Deep Dives: Self-Sovereign Identity

Tired of juggling accounts and passwords just to get through your daily online tasks? Wary of surrendering your data to tech giants in exchange for the convenience of “login with Facebook, Google, or Apple”? You’re not alone. Managing our digital identities has been a challenge, since the early days of the internet.

The good news is, a change is coming. A new approach to sharing, storing, and verifying data is emerging, and it promises to fill a massive gap in the internet as we know it today — its identity layer. It’s called SSI, short for self-sovereign identity.

With SSI, you control your data, deciding what information to share and with whom. No more endless accounts and passwords! No more entrusting your data to corporations. No more risk of data breaches and leaks.

But that’s just the beginning. SSI has the potential to benefit not just individuals, but also companies and institutions by streamlining processes, reducing fraud, and fostering a more secure online environment. In this article, we dive deeper into this innovative concept and discover how SSI can transform digital interactions.


What is Self-Sovereign Identity (SSI)?

> YOUR TASK: Can you carry on the self-sovereign identity article, starting after its final heading, "What is Self-Sovereign Identity (SSI)?" The items that come next are separate material, unrelated to the self-sovereign identity article.

> MATERIAL:
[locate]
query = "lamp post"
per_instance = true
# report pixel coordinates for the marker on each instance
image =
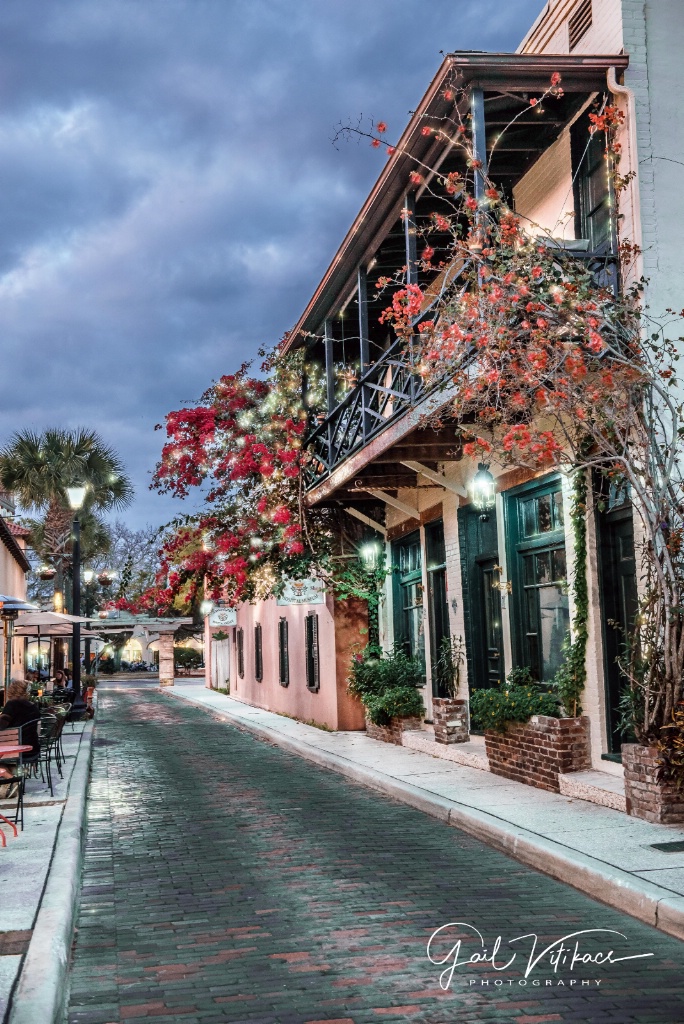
(76, 496)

> OUTPUT OF THE EXERCISE:
Self-Sovereign Identity (SSI) is a concept in digital identity, where individuals have complete ownership and control over their personal identity information. Unlike traditional identity systems that rely on centralized authorities or third-party intermediaries, SSI empowers users to manage, and share, their data autonomously. This approach ensures that individuals can authenticate themselves and prove their identity without depending on external entities, enhancing privacy, security, and user autonomy.

In an SSI framework, identity data is stored privately, in users’ digital wallets, and protected from unauthorized access thanks to the power of cryptography and decentralization. Users control access to their information, enabling them to grant or revoke permissions to various service providers or entities as needed. This user-centric model stands in contrast to traditional models, where identity data is often stored in centralized databases vulnerable to breaches and misuse.


Key Features and Principles of SSI

Here are the key features and principles of SSI:

  • User-Centric: In SSI, users have access and control over their identity data. They can decide what information to share, with whom, and for how long.
  • Privacy-Enhancing: SSI is designed to prioritize privacy. SSI uses technologies like blockchain to allow users to prove their identity without revealing unnecessary personal information. Disclosure of claims must be minimized.
  • Decentralized: Traditional identity systems are controlled by central authorities, while SSI is built on decentralized principles. The holder keeps all his data within the wallet.
  • Interoperable: SSI systems aim to be universally applicable, allowing users to use their identity across different services and platforms without separate credentials.
  • Secure: These systems use advanced cryptographic techniques to ensure that identity data is secure and cannot be tampered with.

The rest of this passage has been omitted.